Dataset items
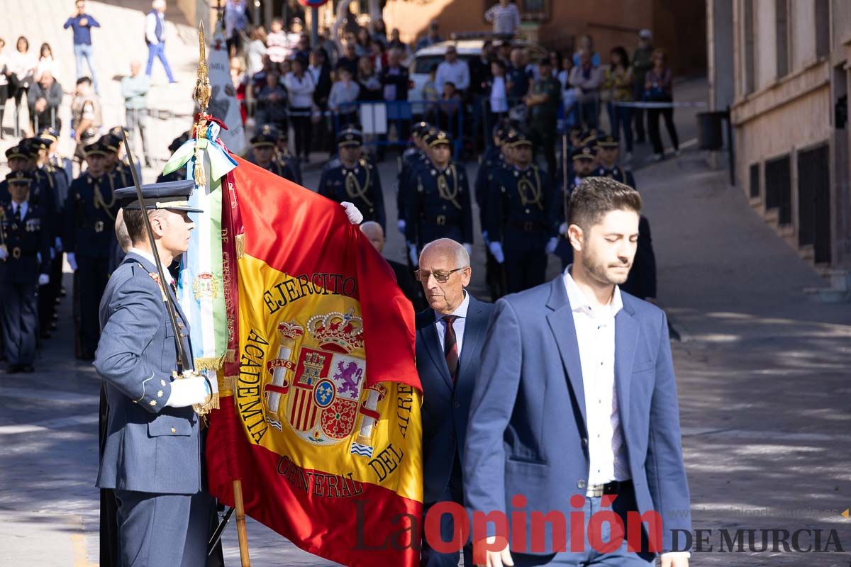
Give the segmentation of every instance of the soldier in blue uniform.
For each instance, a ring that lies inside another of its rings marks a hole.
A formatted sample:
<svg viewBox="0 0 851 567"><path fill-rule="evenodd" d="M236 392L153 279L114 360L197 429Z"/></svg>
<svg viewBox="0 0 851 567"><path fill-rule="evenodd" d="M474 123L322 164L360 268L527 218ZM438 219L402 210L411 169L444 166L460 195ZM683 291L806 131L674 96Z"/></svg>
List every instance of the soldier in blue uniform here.
<svg viewBox="0 0 851 567"><path fill-rule="evenodd" d="M298 183L295 172L277 155L278 130L271 124L264 124L251 139L251 156L248 161L278 177Z"/></svg>
<svg viewBox="0 0 851 567"><path fill-rule="evenodd" d="M512 164L496 172L488 196L488 247L505 264L505 292L544 283L546 254L556 247L554 190L546 172L532 162L532 140L510 133Z"/></svg>
<svg viewBox="0 0 851 567"><path fill-rule="evenodd" d="M37 286L50 277L49 219L29 201L31 178L23 171L6 176L9 200L0 208L0 291L3 335L9 372L31 372L36 356Z"/></svg>
<svg viewBox="0 0 851 567"><path fill-rule="evenodd" d="M317 193L338 203L348 201L385 229L384 192L378 167L360 157L363 135L354 129L337 134L338 157L323 167Z"/></svg>
<svg viewBox="0 0 851 567"><path fill-rule="evenodd" d="M68 264L77 271L77 355L82 360L92 360L98 344L98 303L109 278L115 215L119 208L114 179L106 171L108 152L100 141L85 146L89 168L71 184L65 207L62 244Z"/></svg>
<svg viewBox="0 0 851 567"><path fill-rule="evenodd" d="M414 190L406 203L405 240L414 265L423 247L438 238L451 238L461 242L467 253L472 251L473 214L466 170L452 162L452 139L447 133L429 132L426 144L429 161L414 172Z"/></svg>
<svg viewBox="0 0 851 567"><path fill-rule="evenodd" d="M632 172L618 165L618 150L620 143L611 134L597 140L597 159L600 166L594 172L595 177L609 177L632 189L636 188L636 179Z"/></svg>
<svg viewBox="0 0 851 567"><path fill-rule="evenodd" d="M100 340L94 368L108 403L97 485L112 489L118 504L119 564L204 565L214 501L202 491L203 440L193 405L207 401L206 377L181 367L178 341L191 365L189 328L164 266L186 251L193 228L191 180L146 185L146 210L133 187L124 222L133 247L109 280L100 302ZM149 243L142 214L151 219ZM111 237L111 230L110 230ZM168 294L178 332L169 320ZM175 337L174 335L178 335ZM190 371L184 374L185 371ZM186 377L180 377L186 376Z"/></svg>

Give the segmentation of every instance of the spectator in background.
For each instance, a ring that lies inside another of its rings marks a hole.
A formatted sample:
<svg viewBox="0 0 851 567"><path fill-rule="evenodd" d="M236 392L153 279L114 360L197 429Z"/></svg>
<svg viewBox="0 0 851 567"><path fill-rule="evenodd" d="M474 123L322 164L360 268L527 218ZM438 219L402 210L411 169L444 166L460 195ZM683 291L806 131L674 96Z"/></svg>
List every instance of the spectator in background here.
<svg viewBox="0 0 851 567"><path fill-rule="evenodd" d="M431 23L428 25L428 31L426 33L426 37L417 42L417 49L422 49L423 48L427 48L430 45L434 45L443 41L443 38L440 37L440 33L438 32L440 24L437 20L432 20Z"/></svg>
<svg viewBox="0 0 851 567"><path fill-rule="evenodd" d="M295 133L295 156L302 163L310 163L311 116L313 114L313 93L316 85L307 71L307 61L301 57L293 60L293 71L283 77L289 102L289 116Z"/></svg>
<svg viewBox="0 0 851 567"><path fill-rule="evenodd" d="M132 139L134 132L139 132L142 140L142 155L145 167L151 167L151 154L148 151L148 92L151 90L151 77L140 72L140 61L130 61L130 74L121 80L121 96L124 98L127 137Z"/></svg>
<svg viewBox="0 0 851 567"><path fill-rule="evenodd" d="M626 143L626 161L632 159L632 107L621 106L618 103L632 102L632 69L630 67L626 49L618 46L609 54L608 69L603 74L603 88L608 92L608 123L612 135L620 137L624 132Z"/></svg>
<svg viewBox="0 0 851 567"><path fill-rule="evenodd" d="M500 0L484 13L485 21L494 25L494 33L516 36L520 33L520 10L511 0Z"/></svg>
<svg viewBox="0 0 851 567"><path fill-rule="evenodd" d="M580 56L583 51L587 51L591 54L591 60L595 67L599 67L603 63L603 60L600 59L600 54L594 51L594 38L585 34L580 37L579 48L574 53L574 67L579 65Z"/></svg>
<svg viewBox="0 0 851 567"><path fill-rule="evenodd" d="M89 75L92 78L92 84L94 86L94 92L100 93L98 89L98 74L94 71L94 52L92 49L92 28L100 27L98 20L86 14L85 0L77 0L77 14L68 18L62 26L66 30L69 27L74 32L74 58L77 60L77 78L83 77L83 60L86 60L89 65Z"/></svg>
<svg viewBox="0 0 851 567"><path fill-rule="evenodd" d="M638 32L638 47L632 52L632 96L636 100L641 100L644 94L644 79L647 71L653 68L650 60L653 54L653 33L643 29ZM636 108L633 111L633 122L636 129L636 142L644 144L647 139L644 134L644 109Z"/></svg>
<svg viewBox="0 0 851 567"><path fill-rule="evenodd" d="M647 71L644 77L644 100L648 102L673 102L673 73L668 67L668 54L665 49L656 49L651 58L653 69ZM656 162L665 157L665 149L662 147L662 136L659 131L659 116L665 119L665 128L668 130L671 145L674 153L680 155L680 139L677 135L677 126L674 124L674 109L648 108L647 110L647 128L650 134L650 143L653 144L653 159Z"/></svg>
<svg viewBox="0 0 851 567"><path fill-rule="evenodd" d="M258 26L251 31L251 42L248 43L248 74L254 75L263 69L263 56L266 54L266 29Z"/></svg>
<svg viewBox="0 0 851 567"><path fill-rule="evenodd" d="M444 59L437 65L437 75L435 77L435 86L437 91L444 93L443 85L451 82L460 94L470 87L470 67L458 59L458 51L454 45L446 48Z"/></svg>
<svg viewBox="0 0 851 567"><path fill-rule="evenodd" d="M245 8L245 0L227 0L225 4L225 42L229 55L236 55L243 48L242 34L248 25Z"/></svg>
<svg viewBox="0 0 851 567"><path fill-rule="evenodd" d="M266 36L266 54L272 63L280 63L289 55L287 34L283 31L283 22L280 18L271 20L269 35Z"/></svg>
<svg viewBox="0 0 851 567"><path fill-rule="evenodd" d="M600 116L600 82L603 71L594 65L591 53L580 52L580 64L570 71L570 86L577 89L579 120L586 128L597 128Z"/></svg>
<svg viewBox="0 0 851 567"><path fill-rule="evenodd" d="M40 132L51 127L61 130L59 107L62 104L62 87L54 79L53 73L45 71L38 82L34 82L27 93L30 106L30 129Z"/></svg>
<svg viewBox="0 0 851 567"><path fill-rule="evenodd" d="M56 62L54 60L53 49L50 48L49 43L42 43L41 48L38 49L38 65L36 65L35 80L41 81L42 73L46 71L56 78Z"/></svg>
<svg viewBox="0 0 851 567"><path fill-rule="evenodd" d="M168 84L174 84L177 81L165 57L165 0L154 0L151 3L151 11L145 18L145 42L148 44L148 64L145 67L145 74L151 77L154 60L158 59L168 77Z"/></svg>

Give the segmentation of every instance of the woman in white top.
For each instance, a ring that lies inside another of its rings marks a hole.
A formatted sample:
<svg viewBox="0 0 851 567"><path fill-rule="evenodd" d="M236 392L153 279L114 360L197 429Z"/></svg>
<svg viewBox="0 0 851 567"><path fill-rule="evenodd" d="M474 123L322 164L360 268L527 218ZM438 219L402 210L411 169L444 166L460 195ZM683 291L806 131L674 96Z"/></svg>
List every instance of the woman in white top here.
<svg viewBox="0 0 851 567"><path fill-rule="evenodd" d="M42 73L45 71L49 71L54 78L56 77L56 62L53 58L53 49L50 48L50 44L47 43L42 43L42 47L38 50L38 65L36 65L34 82L38 82L42 80Z"/></svg>
<svg viewBox="0 0 851 567"><path fill-rule="evenodd" d="M306 73L307 62L300 57L293 60L293 71L283 77L289 99L289 112L295 133L295 156L302 162L310 162L311 116L313 112L313 91L316 85L310 73Z"/></svg>

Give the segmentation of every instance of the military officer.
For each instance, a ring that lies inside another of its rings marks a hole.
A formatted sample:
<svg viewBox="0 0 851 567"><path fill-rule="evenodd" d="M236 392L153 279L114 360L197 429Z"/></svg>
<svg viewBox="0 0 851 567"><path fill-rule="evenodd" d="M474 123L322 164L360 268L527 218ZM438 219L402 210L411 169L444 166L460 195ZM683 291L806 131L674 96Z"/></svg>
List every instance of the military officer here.
<svg viewBox="0 0 851 567"><path fill-rule="evenodd" d="M251 156L249 161L254 165L271 171L278 177L296 181L295 172L286 162L282 162L277 155L277 128L271 124L264 124L251 139Z"/></svg>
<svg viewBox="0 0 851 567"><path fill-rule="evenodd" d="M378 167L360 157L363 135L346 129L337 134L339 156L323 167L317 193L338 203L354 203L363 220L374 220L385 228L384 193Z"/></svg>
<svg viewBox="0 0 851 567"><path fill-rule="evenodd" d="M505 143L513 163L490 185L487 229L491 253L505 264L505 292L515 293L545 279L546 254L556 247L554 191L546 172L532 162L532 140L515 131Z"/></svg>
<svg viewBox="0 0 851 567"><path fill-rule="evenodd" d="M632 172L618 165L618 150L620 143L611 134L603 136L597 141L597 159L600 166L594 171L596 177L609 177L632 189L636 188L636 179Z"/></svg>
<svg viewBox="0 0 851 567"><path fill-rule="evenodd" d="M193 228L188 213L197 211L188 207L193 186L191 180L146 185L144 211L134 188L115 193L129 198L123 202L132 247L100 302L94 368L108 405L97 486L115 490L122 565L205 564L213 502L201 491L203 444L193 405L206 402L211 388L191 371L189 328L174 281L168 272L167 281L160 280L154 258L168 266L186 251ZM151 220L152 245L143 214ZM175 309L176 333L166 294ZM179 362L178 341L189 368ZM175 379L181 375L186 377Z"/></svg>
<svg viewBox="0 0 851 567"><path fill-rule="evenodd" d="M438 238L450 238L472 251L473 215L470 183L463 165L452 161L452 139L445 132L426 137L428 163L414 173L415 187L407 200L405 240L414 265L422 247Z"/></svg>
<svg viewBox="0 0 851 567"><path fill-rule="evenodd" d="M3 335L9 372L31 372L36 356L37 286L46 286L50 260L49 219L30 202L32 178L24 171L6 176L10 199L0 209L0 289Z"/></svg>
<svg viewBox="0 0 851 567"><path fill-rule="evenodd" d="M100 141L84 149L88 169L74 179L65 207L62 244L75 275L79 298L78 358L91 360L98 344L98 303L109 277L115 239L112 227L119 205L114 179L106 173L110 150Z"/></svg>

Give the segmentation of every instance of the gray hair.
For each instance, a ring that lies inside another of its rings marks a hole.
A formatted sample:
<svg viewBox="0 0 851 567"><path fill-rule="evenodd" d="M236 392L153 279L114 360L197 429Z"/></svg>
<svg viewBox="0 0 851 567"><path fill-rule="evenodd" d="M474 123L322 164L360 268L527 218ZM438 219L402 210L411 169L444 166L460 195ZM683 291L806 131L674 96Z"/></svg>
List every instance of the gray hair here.
<svg viewBox="0 0 851 567"><path fill-rule="evenodd" d="M456 268L470 267L470 254L467 253L467 249L465 248L460 242L456 242L451 238L438 238L437 240L431 241L424 246L423 251L420 252L420 263L422 262L423 255L426 252L432 249L434 252L438 253L443 253L447 256L454 256Z"/></svg>

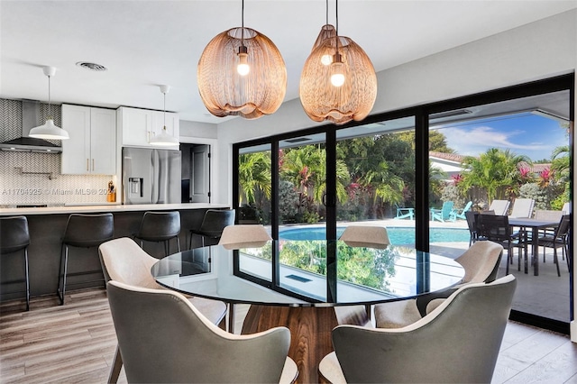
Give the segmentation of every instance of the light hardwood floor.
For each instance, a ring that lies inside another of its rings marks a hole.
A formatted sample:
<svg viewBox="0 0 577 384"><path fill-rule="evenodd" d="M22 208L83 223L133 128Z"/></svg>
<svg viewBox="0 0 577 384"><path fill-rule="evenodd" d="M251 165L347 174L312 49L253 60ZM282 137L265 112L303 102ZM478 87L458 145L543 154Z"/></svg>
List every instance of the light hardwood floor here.
<svg viewBox="0 0 577 384"><path fill-rule="evenodd" d="M105 291L72 292L64 306L57 300L34 298L30 312L18 301L0 306L0 383L106 382L116 337ZM246 308L236 307L240 330ZM509 322L492 382L577 384L577 343Z"/></svg>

_To do_. Can you format the part that opens at the start of the rows and closes with the line containing "150L620 143L611 134L597" as a Markdown table with the columns No. and Line, giving each line a number, skipping blank lines and leaving out the pictures?

_Output of the exercise_.
| No. | Line |
|---|---|
| 1 | Give the segmentation of every instance of the soldier in blue uniform. |
| 2 | For each instance, a ring that lies inside another of its rings marks a hole. |
| 3 | A formatted sample: |
| 4 | <svg viewBox="0 0 851 567"><path fill-rule="evenodd" d="M236 392L153 279L114 360L197 429Z"/></svg> |
| 5 | <svg viewBox="0 0 851 567"><path fill-rule="evenodd" d="M474 123L322 164L360 268L527 218ZM438 219L402 210L411 169L444 166L460 195ZM683 291L806 131L674 96Z"/></svg> |
| 6 | List every instance of the soldier in blue uniform here. |
| 7 | <svg viewBox="0 0 851 567"><path fill-rule="evenodd" d="M298 183L295 172L277 155L278 130L271 124L264 124L251 139L251 156L248 161L278 177Z"/></svg> |
| 8 | <svg viewBox="0 0 851 567"><path fill-rule="evenodd" d="M512 164L496 172L488 196L488 247L505 264L505 292L544 283L546 254L556 247L554 190L546 172L532 162L532 140L510 133Z"/></svg> |
| 9 | <svg viewBox="0 0 851 567"><path fill-rule="evenodd" d="M37 286L50 277L49 219L29 201L31 178L23 171L6 176L9 200L0 208L0 291L3 335L9 372L31 372L36 356Z"/></svg> |
| 10 | <svg viewBox="0 0 851 567"><path fill-rule="evenodd" d="M317 193L338 203L348 201L385 229L384 192L378 167L360 157L363 135L354 129L337 134L338 157L323 167Z"/></svg> |
| 11 | <svg viewBox="0 0 851 567"><path fill-rule="evenodd" d="M68 264L77 271L77 355L82 360L92 360L98 344L98 303L109 278L115 215L119 208L114 179L106 171L108 152L100 141L85 146L89 168L71 184L65 207L62 244Z"/></svg> |
| 12 | <svg viewBox="0 0 851 567"><path fill-rule="evenodd" d="M414 190L406 203L405 240L414 265L423 247L438 238L451 238L461 242L467 253L472 251L473 214L466 170L452 162L452 139L447 133L429 132L426 144L429 161L414 172Z"/></svg> |
| 13 | <svg viewBox="0 0 851 567"><path fill-rule="evenodd" d="M632 172L618 165L618 150L620 143L611 134L597 140L597 159L600 166L594 172L595 177L609 177L632 189L636 188L636 179Z"/></svg> |